Dataset rows

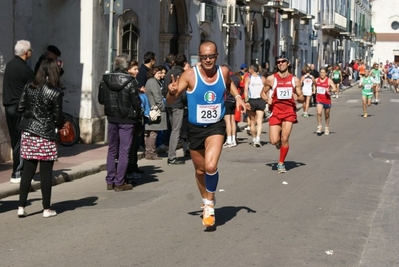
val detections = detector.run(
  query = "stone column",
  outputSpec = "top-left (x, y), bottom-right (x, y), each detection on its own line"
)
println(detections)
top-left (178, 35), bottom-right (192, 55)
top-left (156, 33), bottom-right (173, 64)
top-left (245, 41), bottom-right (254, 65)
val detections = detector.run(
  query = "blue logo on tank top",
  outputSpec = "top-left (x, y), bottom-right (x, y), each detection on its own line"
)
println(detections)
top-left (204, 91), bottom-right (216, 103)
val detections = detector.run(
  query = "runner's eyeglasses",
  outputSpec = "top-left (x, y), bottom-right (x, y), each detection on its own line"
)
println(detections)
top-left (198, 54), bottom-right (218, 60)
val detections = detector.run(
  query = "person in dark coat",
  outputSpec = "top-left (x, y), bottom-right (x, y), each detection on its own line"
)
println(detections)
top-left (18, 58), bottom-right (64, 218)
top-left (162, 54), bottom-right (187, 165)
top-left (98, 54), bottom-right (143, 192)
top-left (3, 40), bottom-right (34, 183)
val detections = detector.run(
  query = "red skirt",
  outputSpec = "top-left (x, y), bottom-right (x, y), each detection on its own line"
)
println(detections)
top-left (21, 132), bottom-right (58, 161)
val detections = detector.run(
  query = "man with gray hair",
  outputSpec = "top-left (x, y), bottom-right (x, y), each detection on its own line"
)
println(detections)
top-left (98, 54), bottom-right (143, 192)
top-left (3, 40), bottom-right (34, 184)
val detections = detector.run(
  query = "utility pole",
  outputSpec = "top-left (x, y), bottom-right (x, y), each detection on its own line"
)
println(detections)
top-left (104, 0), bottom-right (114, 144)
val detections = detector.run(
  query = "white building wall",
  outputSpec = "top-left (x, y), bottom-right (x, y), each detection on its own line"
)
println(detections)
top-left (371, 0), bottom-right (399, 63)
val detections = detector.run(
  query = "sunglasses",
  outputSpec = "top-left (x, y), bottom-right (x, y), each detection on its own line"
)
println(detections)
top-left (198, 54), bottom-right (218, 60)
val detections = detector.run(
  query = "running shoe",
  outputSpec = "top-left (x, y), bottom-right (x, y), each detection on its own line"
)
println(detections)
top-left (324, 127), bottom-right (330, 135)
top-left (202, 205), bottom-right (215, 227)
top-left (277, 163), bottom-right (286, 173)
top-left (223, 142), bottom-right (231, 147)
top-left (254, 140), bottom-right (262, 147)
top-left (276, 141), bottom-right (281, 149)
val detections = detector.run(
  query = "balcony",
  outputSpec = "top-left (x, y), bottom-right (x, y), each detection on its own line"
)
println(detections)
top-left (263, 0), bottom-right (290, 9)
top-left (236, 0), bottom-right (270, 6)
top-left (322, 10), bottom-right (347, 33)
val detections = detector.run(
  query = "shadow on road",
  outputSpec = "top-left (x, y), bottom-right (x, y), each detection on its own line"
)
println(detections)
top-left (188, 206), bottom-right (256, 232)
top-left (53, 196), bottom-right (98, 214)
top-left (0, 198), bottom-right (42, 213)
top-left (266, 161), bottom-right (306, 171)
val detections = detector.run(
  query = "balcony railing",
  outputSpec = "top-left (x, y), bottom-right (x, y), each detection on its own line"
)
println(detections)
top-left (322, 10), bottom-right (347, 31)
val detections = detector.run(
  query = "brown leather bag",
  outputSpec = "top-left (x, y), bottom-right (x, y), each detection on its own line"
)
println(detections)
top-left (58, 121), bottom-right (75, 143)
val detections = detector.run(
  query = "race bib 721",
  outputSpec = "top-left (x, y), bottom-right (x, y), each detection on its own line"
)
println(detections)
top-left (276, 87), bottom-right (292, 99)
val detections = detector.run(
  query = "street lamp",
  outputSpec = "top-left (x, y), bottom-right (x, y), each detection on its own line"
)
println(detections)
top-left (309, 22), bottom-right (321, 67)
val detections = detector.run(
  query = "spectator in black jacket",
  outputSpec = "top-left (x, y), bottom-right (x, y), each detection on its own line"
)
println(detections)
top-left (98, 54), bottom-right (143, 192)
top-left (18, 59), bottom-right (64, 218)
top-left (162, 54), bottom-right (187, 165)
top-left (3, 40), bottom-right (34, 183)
--
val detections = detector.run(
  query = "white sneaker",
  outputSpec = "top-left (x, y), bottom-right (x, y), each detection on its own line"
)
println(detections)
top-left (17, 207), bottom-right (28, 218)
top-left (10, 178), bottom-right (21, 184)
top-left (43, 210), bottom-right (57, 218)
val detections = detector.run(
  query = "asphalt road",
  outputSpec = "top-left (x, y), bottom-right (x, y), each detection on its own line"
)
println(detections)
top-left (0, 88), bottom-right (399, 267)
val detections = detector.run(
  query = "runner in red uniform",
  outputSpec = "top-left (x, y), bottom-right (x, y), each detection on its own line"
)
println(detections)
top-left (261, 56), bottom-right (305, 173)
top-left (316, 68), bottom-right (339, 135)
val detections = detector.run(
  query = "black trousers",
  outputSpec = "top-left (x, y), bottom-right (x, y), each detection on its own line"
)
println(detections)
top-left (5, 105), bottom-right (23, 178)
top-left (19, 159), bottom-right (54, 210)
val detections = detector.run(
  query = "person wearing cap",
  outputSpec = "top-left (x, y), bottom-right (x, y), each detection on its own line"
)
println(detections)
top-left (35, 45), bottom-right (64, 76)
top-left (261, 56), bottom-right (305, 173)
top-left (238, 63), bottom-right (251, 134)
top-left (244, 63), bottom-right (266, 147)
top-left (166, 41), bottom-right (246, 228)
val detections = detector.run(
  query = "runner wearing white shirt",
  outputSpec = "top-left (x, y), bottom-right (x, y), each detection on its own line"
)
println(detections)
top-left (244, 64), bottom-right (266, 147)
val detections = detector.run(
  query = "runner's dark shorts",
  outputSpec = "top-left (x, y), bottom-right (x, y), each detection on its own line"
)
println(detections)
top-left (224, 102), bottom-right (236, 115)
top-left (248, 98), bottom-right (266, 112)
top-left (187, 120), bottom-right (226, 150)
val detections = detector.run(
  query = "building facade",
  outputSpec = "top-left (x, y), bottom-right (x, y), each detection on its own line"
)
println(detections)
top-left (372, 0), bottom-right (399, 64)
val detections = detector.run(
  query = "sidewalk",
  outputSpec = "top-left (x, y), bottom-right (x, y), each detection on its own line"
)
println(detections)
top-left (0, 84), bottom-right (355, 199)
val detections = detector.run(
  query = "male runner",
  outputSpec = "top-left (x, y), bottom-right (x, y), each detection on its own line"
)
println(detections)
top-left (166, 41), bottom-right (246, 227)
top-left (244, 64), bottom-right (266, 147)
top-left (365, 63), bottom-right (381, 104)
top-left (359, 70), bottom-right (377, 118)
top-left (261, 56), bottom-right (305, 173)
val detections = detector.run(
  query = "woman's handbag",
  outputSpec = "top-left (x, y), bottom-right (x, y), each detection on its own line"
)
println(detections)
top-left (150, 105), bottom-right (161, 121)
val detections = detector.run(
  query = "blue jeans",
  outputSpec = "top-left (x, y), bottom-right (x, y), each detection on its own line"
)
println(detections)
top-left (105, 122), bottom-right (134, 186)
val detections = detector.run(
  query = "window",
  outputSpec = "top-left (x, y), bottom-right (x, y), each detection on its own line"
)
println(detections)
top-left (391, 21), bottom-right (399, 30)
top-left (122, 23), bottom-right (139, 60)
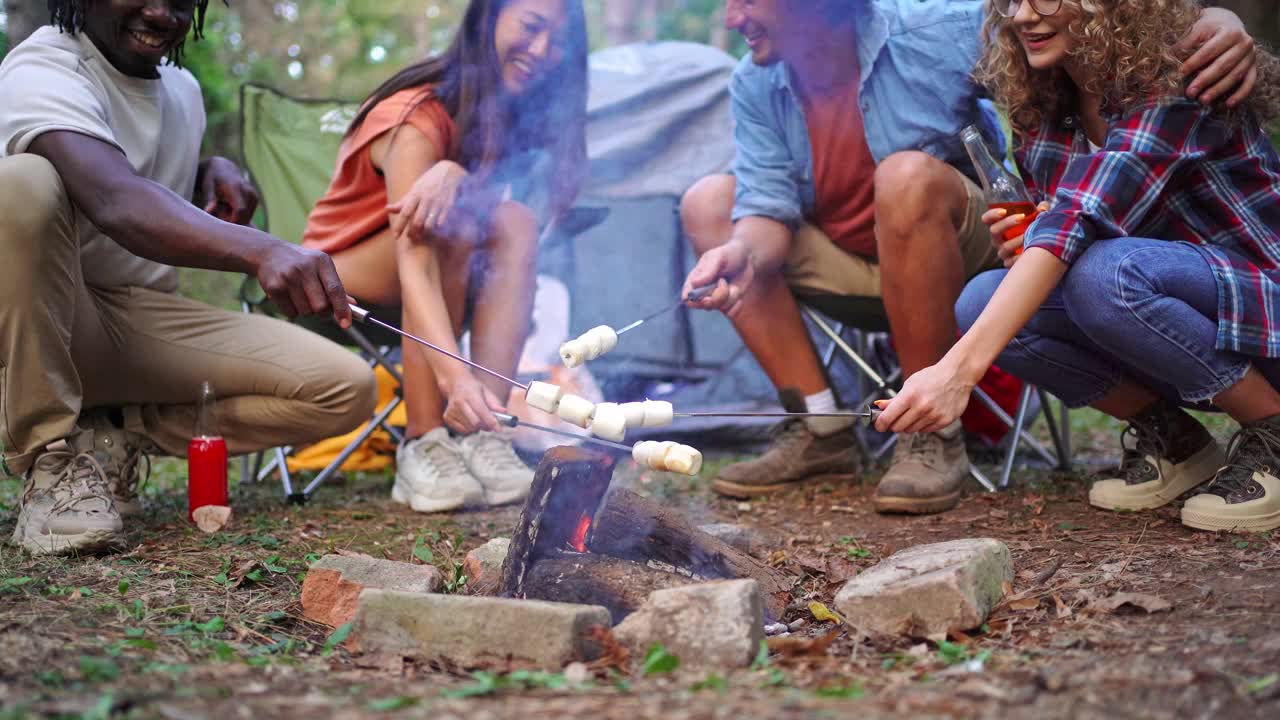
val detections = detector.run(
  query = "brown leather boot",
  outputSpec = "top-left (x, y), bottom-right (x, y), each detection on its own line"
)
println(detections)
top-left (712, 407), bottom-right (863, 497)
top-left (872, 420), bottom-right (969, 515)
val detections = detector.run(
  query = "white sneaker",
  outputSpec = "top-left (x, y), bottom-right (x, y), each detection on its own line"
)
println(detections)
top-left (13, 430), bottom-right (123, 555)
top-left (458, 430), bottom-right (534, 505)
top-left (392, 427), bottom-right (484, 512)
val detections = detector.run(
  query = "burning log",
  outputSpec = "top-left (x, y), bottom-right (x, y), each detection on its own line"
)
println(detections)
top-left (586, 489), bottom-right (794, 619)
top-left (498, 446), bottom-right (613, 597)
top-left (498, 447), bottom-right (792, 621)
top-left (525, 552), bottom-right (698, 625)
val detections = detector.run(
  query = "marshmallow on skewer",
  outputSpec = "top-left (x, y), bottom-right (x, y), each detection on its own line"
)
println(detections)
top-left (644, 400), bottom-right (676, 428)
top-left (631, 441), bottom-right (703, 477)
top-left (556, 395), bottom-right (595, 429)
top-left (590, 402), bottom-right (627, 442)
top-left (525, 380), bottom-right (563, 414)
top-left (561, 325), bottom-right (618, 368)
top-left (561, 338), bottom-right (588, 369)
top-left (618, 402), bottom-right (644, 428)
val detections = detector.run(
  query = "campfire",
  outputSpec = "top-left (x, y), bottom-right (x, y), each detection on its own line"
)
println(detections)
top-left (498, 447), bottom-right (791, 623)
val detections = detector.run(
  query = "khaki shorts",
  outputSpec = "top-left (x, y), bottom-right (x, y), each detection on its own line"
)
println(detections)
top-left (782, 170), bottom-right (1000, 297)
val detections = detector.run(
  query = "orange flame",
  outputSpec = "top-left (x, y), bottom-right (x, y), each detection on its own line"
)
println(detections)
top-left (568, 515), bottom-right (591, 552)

▸ What the task asks
Please tally the lines in the data above that contain the string "blue", with case counting, and give only the number.

▸ Full answer
2